Excerpted text:
______
Look at the relationships between the achievement and ses variables
using the ggpairs function from the GGally library. This
function creates a plot that gives you three things at once: the
histogram of each variable, the scatter plot between all pairs of
variables, and the correlation between all pairs of variables. The
command below sends all the data from studentData to the
the select function; the select function keeps
only the desired columns and sends them to the ggpairs
function for final processing. Note that the “pipe” operator
(%>%) simply sends the output of the function on the
left to the function on the right. It is a very handy way to send data
through several functions.
Do these relationships make sense given what you know about how the data
were created? Why or why not?
Yes, the relationships observed in the plots make perfect sense based
on the simulation parameters we set. Because we set the
achievement-ses-correlation to 0.7, we would immediately
expect to see a strong positive correlation in the scatter plots
naturally linking initial achievement and SES. Furthermore, since we
chose a self-selection model with a
treatment-ses-correlation of 0.6, we know that students
with higher SES are more heavily represented in the treatment group. As
a consequence, the treated students will generally have a higher initial
starting point, pushing their current achievement even further ahead
after the treatment takes effect.
Examine how the achievement distributions of the treated and control
groups differ. You can do this using the ggplot function
which allows you to create multiple “layers” of graphics to display at
the same time. The first part of the command tells it what data to use
and defines any “aesthetic mapppings” you want to use for all the layers
that follow. For example, the first part of the command below (before
the +) says “map the currach column to the
x-axis for all the layers that follow.” The second part of the command
inherits that mapping and adds the geom_histogram layer,
which says “use the data and mappings you inherit to create a histogram
with black lines around the bars.”
______
Information supplied:
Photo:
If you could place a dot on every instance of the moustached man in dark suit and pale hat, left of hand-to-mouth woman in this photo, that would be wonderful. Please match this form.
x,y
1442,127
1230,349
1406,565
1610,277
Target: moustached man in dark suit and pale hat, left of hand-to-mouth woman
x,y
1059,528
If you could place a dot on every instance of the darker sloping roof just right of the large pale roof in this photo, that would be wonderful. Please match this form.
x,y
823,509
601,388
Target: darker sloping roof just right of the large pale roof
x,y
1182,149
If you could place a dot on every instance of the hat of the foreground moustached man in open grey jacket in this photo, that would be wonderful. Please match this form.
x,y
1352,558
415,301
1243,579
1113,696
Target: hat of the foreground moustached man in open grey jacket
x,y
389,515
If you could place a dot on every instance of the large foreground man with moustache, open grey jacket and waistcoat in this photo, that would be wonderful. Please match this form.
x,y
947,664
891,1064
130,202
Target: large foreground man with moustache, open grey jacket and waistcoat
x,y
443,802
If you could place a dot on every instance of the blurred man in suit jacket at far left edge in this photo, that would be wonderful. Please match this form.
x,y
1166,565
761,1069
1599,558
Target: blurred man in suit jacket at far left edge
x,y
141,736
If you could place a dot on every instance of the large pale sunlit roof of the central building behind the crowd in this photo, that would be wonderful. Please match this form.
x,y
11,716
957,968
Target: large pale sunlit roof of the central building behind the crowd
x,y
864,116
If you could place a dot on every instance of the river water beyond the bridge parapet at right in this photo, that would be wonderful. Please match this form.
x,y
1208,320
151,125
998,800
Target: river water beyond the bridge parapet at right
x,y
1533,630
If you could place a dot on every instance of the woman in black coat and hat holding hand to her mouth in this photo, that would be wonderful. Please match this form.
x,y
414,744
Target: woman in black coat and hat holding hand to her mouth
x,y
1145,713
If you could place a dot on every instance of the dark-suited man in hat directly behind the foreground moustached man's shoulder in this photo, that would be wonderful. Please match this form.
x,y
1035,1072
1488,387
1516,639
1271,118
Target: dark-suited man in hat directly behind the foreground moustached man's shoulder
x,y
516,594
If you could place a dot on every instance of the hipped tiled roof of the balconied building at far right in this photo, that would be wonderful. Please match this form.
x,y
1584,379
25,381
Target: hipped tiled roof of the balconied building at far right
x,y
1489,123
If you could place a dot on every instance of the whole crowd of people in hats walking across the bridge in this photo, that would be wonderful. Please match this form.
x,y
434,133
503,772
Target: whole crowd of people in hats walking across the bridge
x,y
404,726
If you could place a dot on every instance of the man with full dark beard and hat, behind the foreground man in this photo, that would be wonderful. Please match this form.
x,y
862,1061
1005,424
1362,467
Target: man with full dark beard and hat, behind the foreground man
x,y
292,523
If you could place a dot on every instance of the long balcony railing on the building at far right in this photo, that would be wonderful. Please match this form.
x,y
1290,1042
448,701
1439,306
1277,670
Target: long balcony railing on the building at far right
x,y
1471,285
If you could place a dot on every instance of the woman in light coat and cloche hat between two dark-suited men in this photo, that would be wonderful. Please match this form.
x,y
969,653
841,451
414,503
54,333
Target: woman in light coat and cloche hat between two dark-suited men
______
Work request: Quote the full ggpairs and ggplot tutorial text above, word for word.

Expected output:
Look at the relationships between the achievement and ses variables
using the ggpairs function from the GGally library. This
function creates a plot that gives you three things at once: the
histogram of each variable, the scatter plot between all pairs of
variables, and the correlation between all pairs of variables. The
command below sends all the data from studentData to the
the select function; the select function keeps
only the desired columns and sends them to the ggpairs
function for final processing. Note that the “pipe” operator
(%>%) simply sends the output of the function on the
left to the function on the right. It is a very handy way to send data
through several functions.
Do these relationships make sense given what you know about how the data
were created? Why or why not?
Yes, the relationships observed in the plots make perfect sense based
on the simulation parameters we set. Because we set the
achievement-ses-correlation to 0.7, we would immediately
expect to see a strong positive correlation in the scatter plots
naturally linking initial achievement and SES. Furthermore, since we
chose a self-selection model with a
treatment-ses-correlation of 0.6, we know that students
with higher SES are more heavily represented in the treatment group. As
a consequence, the treated students will generally have a higher initial
starting point, pushing their current achievement even further ahead
after the treatment takes effect.
Examine how the achievement distributions of the treated and control
groups differ. You can do this using the ggplot function
which allows you to create multiple “layers” of graphics to display at
the same time. The first part of the command tells it what data to use
and defines any “aesthetic mapppings” you want to use for all the layers
that follow. For example, the first part of the command below (before
the +) says “map the currach column to the
x-axis for all the layers that follow.” The second part of the command
inherits that mapping and adds the geom_histogram layer,
which says “use the data and mappings you inherit to create a histogram
with black lines around the bars.”